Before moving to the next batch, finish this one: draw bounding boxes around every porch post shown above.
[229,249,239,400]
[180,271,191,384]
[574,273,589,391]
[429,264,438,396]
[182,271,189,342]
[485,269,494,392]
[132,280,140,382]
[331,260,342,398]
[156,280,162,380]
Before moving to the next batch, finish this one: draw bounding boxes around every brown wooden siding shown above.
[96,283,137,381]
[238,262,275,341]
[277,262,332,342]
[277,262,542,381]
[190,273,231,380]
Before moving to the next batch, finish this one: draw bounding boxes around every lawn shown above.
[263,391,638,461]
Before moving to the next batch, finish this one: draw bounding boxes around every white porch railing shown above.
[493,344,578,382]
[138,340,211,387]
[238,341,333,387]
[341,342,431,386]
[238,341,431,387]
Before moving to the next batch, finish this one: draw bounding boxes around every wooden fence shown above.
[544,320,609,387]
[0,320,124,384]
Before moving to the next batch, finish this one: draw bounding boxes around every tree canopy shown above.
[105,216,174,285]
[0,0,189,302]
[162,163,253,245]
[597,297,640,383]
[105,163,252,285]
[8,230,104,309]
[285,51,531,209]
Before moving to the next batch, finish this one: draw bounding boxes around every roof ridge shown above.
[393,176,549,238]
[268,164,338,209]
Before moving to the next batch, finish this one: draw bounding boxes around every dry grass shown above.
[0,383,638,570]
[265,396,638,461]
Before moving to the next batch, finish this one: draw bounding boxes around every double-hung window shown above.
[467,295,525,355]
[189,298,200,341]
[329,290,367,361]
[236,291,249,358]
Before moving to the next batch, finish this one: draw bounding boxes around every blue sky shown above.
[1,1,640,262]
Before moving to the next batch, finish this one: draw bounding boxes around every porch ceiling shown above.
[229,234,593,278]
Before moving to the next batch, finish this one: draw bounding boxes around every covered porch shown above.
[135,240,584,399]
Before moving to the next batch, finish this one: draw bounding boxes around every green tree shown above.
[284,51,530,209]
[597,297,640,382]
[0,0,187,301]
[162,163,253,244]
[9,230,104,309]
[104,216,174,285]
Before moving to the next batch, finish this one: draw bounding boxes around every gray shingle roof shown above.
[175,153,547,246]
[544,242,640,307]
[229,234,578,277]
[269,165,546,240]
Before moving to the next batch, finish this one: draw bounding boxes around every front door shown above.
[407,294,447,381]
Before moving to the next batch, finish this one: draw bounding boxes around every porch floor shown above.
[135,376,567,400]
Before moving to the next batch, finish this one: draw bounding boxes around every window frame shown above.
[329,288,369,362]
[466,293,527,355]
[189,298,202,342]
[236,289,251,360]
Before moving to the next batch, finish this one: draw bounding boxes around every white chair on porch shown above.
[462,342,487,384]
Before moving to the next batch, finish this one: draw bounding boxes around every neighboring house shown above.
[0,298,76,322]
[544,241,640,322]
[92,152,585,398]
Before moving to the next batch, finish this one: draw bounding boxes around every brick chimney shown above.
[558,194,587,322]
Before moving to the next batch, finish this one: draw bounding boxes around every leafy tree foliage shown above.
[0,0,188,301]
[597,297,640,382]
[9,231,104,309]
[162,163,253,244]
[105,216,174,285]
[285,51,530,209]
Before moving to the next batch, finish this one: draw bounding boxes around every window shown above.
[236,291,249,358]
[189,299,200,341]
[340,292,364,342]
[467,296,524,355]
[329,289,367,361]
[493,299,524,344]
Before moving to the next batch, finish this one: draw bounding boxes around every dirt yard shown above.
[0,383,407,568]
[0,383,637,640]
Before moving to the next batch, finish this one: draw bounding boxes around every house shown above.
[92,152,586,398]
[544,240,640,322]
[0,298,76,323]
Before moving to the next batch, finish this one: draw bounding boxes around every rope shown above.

________

(Work instructions) Retype the material word for word, from the line containing "door shown above." through the last line, both included.

(Written reply)
Before moving to the next batch, finish this one: draw bounding boxes around every front door shown above.
[407,294,447,381]
Before moving to the next batch, finish this one: draw bounding boxes around every porch floor shown above.
[135,376,567,400]
Before moving to the next batch, finish this one: draw bounding boxes around every window frame shown above.
[329,288,369,362]
[466,293,527,355]
[189,298,202,342]
[236,289,251,360]
Before moving to the next batch, finish this one: draw bounding boxes around every white chair on porch shown above.
[462,342,487,384]
Before moving to the next batch, finish this one: draw bounding boxes around every neighboring house shown above.
[0,298,76,322]
[544,241,640,322]
[92,152,585,398]
Before moving to the next batch, finish this one: draw bounding boxes around every brick chimney shown above.
[558,194,587,322]
Before moving to the next batch, finish this one: draw bounding boxes around every leafy tree foliage shown above.
[0,0,188,301]
[597,297,640,382]
[9,231,104,309]
[162,163,253,244]
[105,216,174,285]
[285,51,530,209]
Before moving to the next batch, finish this one: draw bounding boxes around every window shown above.
[236,291,249,358]
[189,299,200,341]
[340,292,364,342]
[467,296,524,355]
[329,289,367,361]
[493,299,524,344]
Before moving to the next batch, finish this one: draw bounding boxes around every dirt yard shown above.
[0,383,407,568]
[0,383,637,640]
Before moving to the next batch, finish this one: draw bounding boxes around every house shown above.
[92,152,586,398]
[544,240,640,322]
[0,298,76,323]
Before moving to the next batch, finish this one: draw bounding boxes around every rope shown above.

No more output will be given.